Task details | Output all of the entries below precisely as written.

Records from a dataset
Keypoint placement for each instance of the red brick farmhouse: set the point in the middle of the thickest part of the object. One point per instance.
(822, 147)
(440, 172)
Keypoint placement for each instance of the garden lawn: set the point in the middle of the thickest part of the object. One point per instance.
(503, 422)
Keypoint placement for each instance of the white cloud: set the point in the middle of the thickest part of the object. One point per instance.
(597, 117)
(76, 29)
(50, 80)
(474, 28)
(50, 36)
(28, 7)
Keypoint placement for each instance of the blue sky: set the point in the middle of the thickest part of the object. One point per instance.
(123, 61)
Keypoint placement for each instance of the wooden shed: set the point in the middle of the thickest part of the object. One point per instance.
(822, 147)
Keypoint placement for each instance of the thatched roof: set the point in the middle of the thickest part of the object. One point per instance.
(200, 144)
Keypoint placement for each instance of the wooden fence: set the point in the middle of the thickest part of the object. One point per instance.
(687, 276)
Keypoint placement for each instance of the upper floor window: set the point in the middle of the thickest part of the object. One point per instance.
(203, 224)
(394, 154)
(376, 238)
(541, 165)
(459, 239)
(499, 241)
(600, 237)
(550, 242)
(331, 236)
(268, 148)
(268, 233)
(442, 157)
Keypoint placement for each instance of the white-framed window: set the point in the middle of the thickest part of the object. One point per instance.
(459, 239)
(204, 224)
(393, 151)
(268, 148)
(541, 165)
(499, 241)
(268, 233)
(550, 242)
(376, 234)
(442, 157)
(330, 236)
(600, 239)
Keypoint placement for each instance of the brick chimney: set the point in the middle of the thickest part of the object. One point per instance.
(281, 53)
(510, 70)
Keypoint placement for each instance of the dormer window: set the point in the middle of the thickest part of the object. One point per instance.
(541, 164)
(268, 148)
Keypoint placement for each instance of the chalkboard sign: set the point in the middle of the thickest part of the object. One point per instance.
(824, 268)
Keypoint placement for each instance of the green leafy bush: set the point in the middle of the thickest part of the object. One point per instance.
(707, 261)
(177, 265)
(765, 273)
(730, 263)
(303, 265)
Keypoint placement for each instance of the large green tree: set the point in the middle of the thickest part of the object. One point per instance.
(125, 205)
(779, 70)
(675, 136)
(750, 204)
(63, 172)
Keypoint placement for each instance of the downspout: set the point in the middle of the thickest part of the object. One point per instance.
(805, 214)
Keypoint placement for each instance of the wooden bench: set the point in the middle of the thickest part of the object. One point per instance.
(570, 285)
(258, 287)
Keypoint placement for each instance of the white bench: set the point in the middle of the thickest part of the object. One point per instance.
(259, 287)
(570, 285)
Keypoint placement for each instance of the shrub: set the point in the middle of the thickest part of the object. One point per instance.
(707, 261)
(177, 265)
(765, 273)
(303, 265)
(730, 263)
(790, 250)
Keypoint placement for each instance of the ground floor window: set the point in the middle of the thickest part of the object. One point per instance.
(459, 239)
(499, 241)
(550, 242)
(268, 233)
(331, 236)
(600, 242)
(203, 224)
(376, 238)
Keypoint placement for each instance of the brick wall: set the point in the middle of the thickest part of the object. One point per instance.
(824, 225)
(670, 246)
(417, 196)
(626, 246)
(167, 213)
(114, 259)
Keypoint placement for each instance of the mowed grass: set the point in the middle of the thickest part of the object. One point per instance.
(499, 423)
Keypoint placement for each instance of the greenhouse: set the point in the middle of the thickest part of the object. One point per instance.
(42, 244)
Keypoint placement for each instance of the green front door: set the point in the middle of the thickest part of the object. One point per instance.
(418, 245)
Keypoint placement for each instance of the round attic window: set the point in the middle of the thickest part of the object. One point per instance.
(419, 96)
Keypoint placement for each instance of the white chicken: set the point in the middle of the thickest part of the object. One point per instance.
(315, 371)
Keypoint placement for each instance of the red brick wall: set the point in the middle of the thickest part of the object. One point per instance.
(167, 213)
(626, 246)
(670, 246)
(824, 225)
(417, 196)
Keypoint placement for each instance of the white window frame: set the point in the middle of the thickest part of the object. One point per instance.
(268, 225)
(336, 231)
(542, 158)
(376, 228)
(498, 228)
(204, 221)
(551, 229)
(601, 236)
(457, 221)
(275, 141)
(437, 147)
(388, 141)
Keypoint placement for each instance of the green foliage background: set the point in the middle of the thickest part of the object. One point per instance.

Expected answer |
Keypoint placement for each instance of the red brick farmhouse: set the point in the middle of the thickest part of the object. One point per instance.
(822, 147)
(440, 172)
Keypoint placement for each instance of the garden lawn: set the point in the middle of the thickest part of the object. One point per instance.
(503, 422)
Keypoint placement for each instance of the white cloud: set the point in the middle of the thickest part of the object. One point per instance.
(597, 117)
(76, 29)
(50, 80)
(474, 28)
(50, 36)
(28, 7)
Keypoint placement for each instance of the blue sky: set the point in the middle of the thickest part of the object. One point per instance.
(123, 61)
Keypoint placement for each instance of the wooden shed: set the point in the middle of the thickest part of the object. One point per instance.
(822, 147)
Keypoint placement for each instance of the thatched roof: set the point in the middle of the thickest part of the object. One point per instance.
(200, 144)
Keypoint placement for each instance of the wooden fence: set the point in the middle of the thickest part of the object. One point per instance.
(687, 276)
Keypoint placement for each instance of the upper floor window: set the point in the middle of the thickest part of the object. One point per instance.
(203, 224)
(394, 154)
(376, 238)
(541, 165)
(459, 239)
(499, 241)
(600, 237)
(550, 242)
(331, 236)
(268, 148)
(268, 233)
(442, 157)
Keypoint placement for each instance of the white-framed window: set the point in the middle of the thickest part of the object. One point per instance.
(459, 239)
(204, 224)
(393, 151)
(268, 148)
(541, 165)
(499, 241)
(268, 233)
(550, 242)
(376, 234)
(442, 157)
(330, 236)
(600, 239)
Keypoint placement for each instance of the brick chimney: set the point in the middle of the thickest part of the object. One point per instance.
(281, 53)
(510, 70)
Keypoint placement for each instance of the dormer window: set the point in the middle of the thickest part of the object. One point per instance.
(541, 164)
(268, 148)
Keypoint placement for each instance of the chalkboard sign: set the point in the middle of the thickest part of the object. One point per instance.
(824, 268)
Keypoint placement for each instance of the green leafy bush: set the point in the middle of the thickest part of the object. One point per instance.
(707, 261)
(177, 265)
(765, 273)
(730, 263)
(303, 265)
Keypoint placement for each instance of the large green tree: set the point in the middle of the thickest part of the object. One point per instance.
(125, 205)
(779, 70)
(675, 136)
(750, 204)
(63, 172)
Keypoint placement for each instance of the downspout: set the point in the middle of the thickest part of the object. One point per instance.
(805, 214)
Keypoint placement for each instance of the wooden bench: set the point in the middle of the thickest part of the object. One point per instance.
(570, 285)
(258, 287)
Keypoint placement for each instance of the white bench: set the point in the middle of the thickest part of the object. One point per instance.
(259, 287)
(570, 285)
Keypoint placement for each instance of the shrub: set the point in the middle of the thickest part of the object. One point per instance.
(707, 261)
(177, 265)
(765, 273)
(303, 265)
(730, 263)
(790, 250)
Keypoint placement for each instance of the ground floor window: set the point in the middle of the thickest part of the object. One point per instance.
(459, 239)
(499, 241)
(550, 242)
(268, 233)
(331, 236)
(600, 242)
(203, 224)
(376, 238)
Keypoint placement for each instance of the brick wall: set the point in the middle of the thickest part of the object. One point per instance.
(824, 225)
(670, 246)
(417, 196)
(626, 246)
(167, 213)
(114, 259)
Keypoint placement for each instance of the mowed grass: set the point in the middle of the thickest part of the object. One point per instance.
(499, 423)
Keypoint placement for each instance of the greenhouse: set the point in the middle of the thickest part of the object. One point per instance.
(42, 244)
Keypoint placement for each instance of the green front door: set the point in the middle of the thickest part of the object. One point per instance.
(418, 245)
Keypoint placement for each instance of the round attic window: set the point in the middle of the thickest part of the object. One point per instance.
(419, 96)
Keypoint placement for each instance of the white chicken: set the point in the middle of the thickest part of the object. One point per instance.
(315, 371)
Keypoint placement for each instance of the red brick wall: set the point in the middle of the thickest part of the object. One point per instance.
(167, 213)
(626, 246)
(670, 246)
(824, 225)
(417, 196)
Keypoint placement for each instance of the white window frame: set the point in the middle of the thickest part of the object. One point per instance.
(268, 225)
(336, 231)
(542, 158)
(376, 228)
(498, 228)
(204, 221)
(551, 229)
(601, 236)
(457, 221)
(275, 141)
(437, 147)
(388, 141)
Keypoint placement for each instance of the green foliage background: set the point in the middle of the thickest part of the object. One point per instance.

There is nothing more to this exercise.